** Opening Records for the exercise block **

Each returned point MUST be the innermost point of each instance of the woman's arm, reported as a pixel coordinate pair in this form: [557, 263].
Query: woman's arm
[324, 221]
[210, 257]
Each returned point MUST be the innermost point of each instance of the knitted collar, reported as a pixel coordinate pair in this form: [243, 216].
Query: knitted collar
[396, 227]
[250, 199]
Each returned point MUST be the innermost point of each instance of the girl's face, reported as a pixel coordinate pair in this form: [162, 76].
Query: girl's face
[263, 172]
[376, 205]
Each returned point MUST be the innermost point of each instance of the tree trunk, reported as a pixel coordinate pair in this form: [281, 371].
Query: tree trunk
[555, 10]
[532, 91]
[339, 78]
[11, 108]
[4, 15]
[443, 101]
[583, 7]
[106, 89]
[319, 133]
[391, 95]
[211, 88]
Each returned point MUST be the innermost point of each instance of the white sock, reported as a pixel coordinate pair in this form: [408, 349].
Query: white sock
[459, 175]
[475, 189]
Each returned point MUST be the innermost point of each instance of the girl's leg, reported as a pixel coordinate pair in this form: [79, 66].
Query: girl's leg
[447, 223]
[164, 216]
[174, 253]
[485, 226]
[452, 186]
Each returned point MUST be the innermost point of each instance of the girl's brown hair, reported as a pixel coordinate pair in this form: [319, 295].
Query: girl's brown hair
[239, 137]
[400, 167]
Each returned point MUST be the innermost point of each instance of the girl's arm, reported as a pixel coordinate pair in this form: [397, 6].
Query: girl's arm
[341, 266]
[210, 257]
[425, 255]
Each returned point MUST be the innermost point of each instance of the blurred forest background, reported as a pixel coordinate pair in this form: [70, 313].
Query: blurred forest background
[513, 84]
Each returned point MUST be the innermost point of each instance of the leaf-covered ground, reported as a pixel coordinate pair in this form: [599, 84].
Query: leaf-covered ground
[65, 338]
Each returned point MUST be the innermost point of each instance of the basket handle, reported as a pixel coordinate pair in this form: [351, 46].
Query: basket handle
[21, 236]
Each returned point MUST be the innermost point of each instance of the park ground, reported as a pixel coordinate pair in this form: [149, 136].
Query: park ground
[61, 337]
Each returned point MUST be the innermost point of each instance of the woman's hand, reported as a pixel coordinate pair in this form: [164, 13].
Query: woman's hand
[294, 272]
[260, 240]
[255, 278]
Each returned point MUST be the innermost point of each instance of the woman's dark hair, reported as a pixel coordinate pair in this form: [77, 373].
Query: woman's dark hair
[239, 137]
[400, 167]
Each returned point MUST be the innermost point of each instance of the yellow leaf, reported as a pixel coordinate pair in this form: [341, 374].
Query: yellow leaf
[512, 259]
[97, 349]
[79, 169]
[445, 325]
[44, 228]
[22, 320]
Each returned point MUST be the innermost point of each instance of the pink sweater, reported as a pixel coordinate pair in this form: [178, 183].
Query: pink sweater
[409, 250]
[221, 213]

** Closing Records for the exercise block **

* _Your task_
Take the records above and return, word for word, only the lines that fall from the line with "form: [319, 295]." to the line with "form: [351, 46].", both of them included.

* _Written reply_
Each returned point MUST be the innermost point of each instance of the girl's brown hair, reported as a pixel coordinate pair in this form: [319, 295].
Query: girl's brown hair
[239, 137]
[400, 167]
Each returned point MUST be the innermost point of each instance of the girl's arm, reported as a pixel coordinate pair in this form: [397, 6].
Query: girl's arm
[341, 266]
[210, 257]
[425, 255]
Each returned point MUST be the innermost point of each instance of the blurred forest background, reported as a pixel coordinate pair in this form: [70, 313].
Query: blurred forest background
[513, 84]
Each returned point MUST be the innermost point of each instance of the leaf-covered ground, reported as a pixel coordinate pair in this form: [599, 84].
Query: leaf-covered ground
[65, 338]
Each returned point MUST be the innermost point of each instance of the basket handle, reported as a pixel coordinate pair in this form: [351, 46].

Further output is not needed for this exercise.